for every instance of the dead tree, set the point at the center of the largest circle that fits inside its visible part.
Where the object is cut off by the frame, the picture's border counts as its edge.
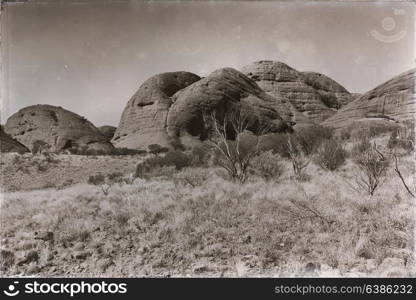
(396, 169)
(297, 158)
(225, 137)
(373, 166)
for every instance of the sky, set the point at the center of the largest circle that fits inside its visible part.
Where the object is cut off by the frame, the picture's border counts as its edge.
(91, 56)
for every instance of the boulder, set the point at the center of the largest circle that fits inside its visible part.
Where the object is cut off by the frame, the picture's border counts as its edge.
(310, 97)
(222, 92)
(332, 93)
(59, 128)
(392, 101)
(168, 108)
(107, 131)
(143, 121)
(8, 144)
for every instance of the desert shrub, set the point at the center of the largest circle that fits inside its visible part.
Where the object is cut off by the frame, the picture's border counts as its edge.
(193, 176)
(361, 146)
(331, 155)
(177, 145)
(232, 147)
(358, 132)
(157, 149)
(177, 159)
(38, 146)
(298, 159)
(345, 134)
(276, 142)
(96, 179)
(267, 165)
(200, 155)
(115, 177)
(372, 168)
- - -
▸ TASK:
Search the material above for "fits". Pull out each line where it shows up.

▸ ANSWER BOX:
for every instance of the dead tree, set the point at the center of the largest circle that fits inside its visible part.
for every instance of the sky, set the point at the center of the largest circle that fits inside its visible part.
for every instance of the boulder, set the point at the center of the largest circle that fits inside its visible part.
for every instance of the desert shrub, set the point at the center of the largest circle that fits inside its visible part.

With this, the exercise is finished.